Work task: Once the data has been read, restate all of it exactly.
________________
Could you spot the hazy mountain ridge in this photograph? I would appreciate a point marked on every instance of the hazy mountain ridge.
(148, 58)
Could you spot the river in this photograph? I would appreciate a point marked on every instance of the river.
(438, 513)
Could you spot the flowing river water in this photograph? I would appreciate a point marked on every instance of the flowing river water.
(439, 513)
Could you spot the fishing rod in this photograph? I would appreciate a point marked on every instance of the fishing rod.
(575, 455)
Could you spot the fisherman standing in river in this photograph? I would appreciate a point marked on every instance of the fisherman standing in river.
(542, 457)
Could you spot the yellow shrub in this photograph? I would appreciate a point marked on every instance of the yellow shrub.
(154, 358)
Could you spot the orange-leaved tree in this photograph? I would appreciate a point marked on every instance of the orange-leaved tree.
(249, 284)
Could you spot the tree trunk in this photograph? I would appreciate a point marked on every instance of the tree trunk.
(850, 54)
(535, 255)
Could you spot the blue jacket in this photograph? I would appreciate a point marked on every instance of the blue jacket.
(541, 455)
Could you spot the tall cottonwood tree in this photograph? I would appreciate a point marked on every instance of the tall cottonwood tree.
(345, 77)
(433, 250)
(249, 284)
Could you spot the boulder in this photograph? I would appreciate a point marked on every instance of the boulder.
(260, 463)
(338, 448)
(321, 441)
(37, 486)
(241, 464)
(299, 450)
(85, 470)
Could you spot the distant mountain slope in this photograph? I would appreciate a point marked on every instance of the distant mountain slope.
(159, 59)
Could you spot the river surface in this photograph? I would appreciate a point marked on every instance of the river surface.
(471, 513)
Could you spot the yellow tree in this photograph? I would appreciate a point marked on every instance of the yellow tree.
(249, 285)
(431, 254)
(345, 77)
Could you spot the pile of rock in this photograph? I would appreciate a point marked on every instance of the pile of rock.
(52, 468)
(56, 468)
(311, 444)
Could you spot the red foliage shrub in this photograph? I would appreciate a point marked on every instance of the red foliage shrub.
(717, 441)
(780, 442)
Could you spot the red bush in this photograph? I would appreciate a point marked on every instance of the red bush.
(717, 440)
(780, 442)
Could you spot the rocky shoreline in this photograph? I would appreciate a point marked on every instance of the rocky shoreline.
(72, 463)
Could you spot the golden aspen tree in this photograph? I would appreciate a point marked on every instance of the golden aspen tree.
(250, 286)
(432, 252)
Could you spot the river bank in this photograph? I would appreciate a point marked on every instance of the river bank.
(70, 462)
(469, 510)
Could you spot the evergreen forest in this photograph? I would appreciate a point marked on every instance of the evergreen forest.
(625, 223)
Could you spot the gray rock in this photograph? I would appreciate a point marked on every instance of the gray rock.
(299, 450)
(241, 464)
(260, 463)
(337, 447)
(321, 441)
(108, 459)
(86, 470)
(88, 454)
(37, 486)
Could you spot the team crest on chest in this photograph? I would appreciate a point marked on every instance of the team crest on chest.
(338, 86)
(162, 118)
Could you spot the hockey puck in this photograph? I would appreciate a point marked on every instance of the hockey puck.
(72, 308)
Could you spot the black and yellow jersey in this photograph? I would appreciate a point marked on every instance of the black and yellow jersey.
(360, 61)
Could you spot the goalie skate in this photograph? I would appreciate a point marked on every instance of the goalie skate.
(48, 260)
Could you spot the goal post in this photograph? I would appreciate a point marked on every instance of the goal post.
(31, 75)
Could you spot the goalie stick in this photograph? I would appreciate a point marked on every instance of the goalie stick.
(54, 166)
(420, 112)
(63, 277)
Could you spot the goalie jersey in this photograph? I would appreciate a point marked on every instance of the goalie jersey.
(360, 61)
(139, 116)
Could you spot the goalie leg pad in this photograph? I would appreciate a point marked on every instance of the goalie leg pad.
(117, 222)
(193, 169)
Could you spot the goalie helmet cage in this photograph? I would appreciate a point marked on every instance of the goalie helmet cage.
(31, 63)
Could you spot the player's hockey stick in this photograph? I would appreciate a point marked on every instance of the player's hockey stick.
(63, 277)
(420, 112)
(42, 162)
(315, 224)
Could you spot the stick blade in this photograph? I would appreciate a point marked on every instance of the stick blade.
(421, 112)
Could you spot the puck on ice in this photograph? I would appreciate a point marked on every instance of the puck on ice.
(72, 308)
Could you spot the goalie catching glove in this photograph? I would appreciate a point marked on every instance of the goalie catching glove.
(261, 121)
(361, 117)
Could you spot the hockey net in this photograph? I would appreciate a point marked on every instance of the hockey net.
________________
Exercise result:
Could you spot the hazy mountain ridge in this photograph? I would appreciate a point marked on every instance of the hazy mountain ridge.
(148, 58)
Could you spot the river in this photograph? I would appreciate a point marked on every instance of the river.
(438, 513)
Could you spot the flowing river water in this photograph? I would appreciate a point marked on every instance of the flowing river water.
(439, 513)
Could you spot the fishing rod in this photograph? I would appreciate a point marked on every instance of the fishing rod.
(575, 455)
Could you spot the fisherman standing in river in this photograph? I would appreciate a point marked on every instance of the fisherman standing in river.
(542, 457)
Could you spot the yellow shrub in this photograph? I would appreciate a point marked on every instance of the yellow shrub.
(154, 358)
Could you spot the orange-leaved tree in this photograph? I would appreciate a point marked on every instance of the orange-leaved tree.
(249, 284)
Could you spot the tree trunk in this photograph? I would appreciate a point marked on every instance of the tree trunk.
(850, 54)
(535, 255)
Could you spot the blue jacket in this photograph? I would appreciate a point marked on every instance of the blue jacket.
(541, 455)
Could you spot the tall cottonwood tree in this photograph? I would appreciate a point marked on every instance of the tall cottonwood tree.
(345, 77)
(433, 250)
(249, 284)
Could you spot the boulder in this photograph? I would appreciate a point marked on every instance of the boulder.
(260, 463)
(338, 448)
(321, 441)
(37, 486)
(241, 464)
(299, 450)
(85, 470)
Could you spot the distant mountain slope in this photograph? I would appreciate a point marked on every instance of the distant mountain slope.
(159, 59)
Could you spot the river surface in this photograph? I would appreciate a point marked on every instance of the river surface.
(471, 513)
Could you spot the yellow tree in this photograph? I would appreciate a point marked on every instance of the yellow tree.
(249, 285)
(431, 254)
(345, 77)
Could you spot the pile of rock in this photograph? I would appreciate a point marked on every instance of the pile of rock.
(52, 468)
(56, 468)
(311, 444)
Could you spot the red foliage shrub in this photograph? I would appreciate a point marked on every instance of the red foliage shrub.
(717, 441)
(780, 442)
Could you spot the red bush in this photograph? I would appreciate a point marked on every instance of the red bush.
(717, 440)
(780, 442)
Could you spot the rocky shoreline in this photograph? I would appreciate a point marked on every instance of the rocky shoreline.
(72, 463)
Could you spot the golden aspen tree in this photograph? I would appreciate a point marked on every instance of the golden aspen tree.
(250, 286)
(432, 252)
Could you spot the river bank in this photograph? I would appreciate a point marked on every instance of the river bank.
(70, 462)
(469, 510)
Could you spot the evergreen forest in this photograph? I would appreciate a point marked on every instance of the evergreen forest.
(625, 223)
Could you spot the gray rock in this photograph? I would appreciate a point marked on every instance of the gray rock.
(299, 450)
(241, 464)
(260, 463)
(337, 447)
(321, 441)
(108, 459)
(86, 470)
(88, 454)
(37, 486)
Could you spot the team crest on chest in this photograph? I would appreciate a point marked on every instance of the team crest on chest.
(338, 86)
(162, 118)
Could you spot the hockey puck in this photograph? I would appreciate a point marked on every instance of the hockey puck.
(72, 308)
Could you spot the black and yellow jersey in this photograph? I would appreciate a point marked on every instance of the black and yellow jersey.
(360, 61)
Could you spot the goalie skate in this photograph? I would appreciate a point marked on every instance of the goalie skate.
(48, 260)
Could you spot the goal post in this photograph? I would appreciate a point marked on every instance of the goal post.
(31, 75)
Could you spot the goalie stick in this photograph? I would appreciate a point marked on every instance of the goalie stick.
(54, 166)
(420, 112)
(63, 277)
Could you spot the goalie jersey in this photograph? I would appreciate a point marked on every instance of the goalie jersey.
(360, 61)
(139, 116)
Could you spot the goalie leg pad in this photograph? I would appreciate a point marked on every instance of the goalie leg pad.
(117, 222)
(193, 169)
Could you spot the goalie helmet cage in this photograph? I would appreciate a point marked on every instance of the goalie helmet cage.
(31, 63)
Could you spot the player's hockey stick in this photograph? I would appreciate a point marked on every instance of the player's hockey stick.
(63, 277)
(420, 112)
(42, 162)
(315, 224)
Could you spot the stick blade in this photograph? I would appreciate a point marked on every instance of the stick blade.
(421, 112)
Could you spot the puck on ice in this photograph? I would appreciate a point marked on every instance of the puck on ice.
(72, 308)
Could you spot the goalie catching glove in this photograph? I would appreciate a point marked on every instance of the goalie catching glove.
(261, 121)
(361, 117)
Could you spot the hockey net in this photograph? I would appreciate a point marked on every instance of the hockey net.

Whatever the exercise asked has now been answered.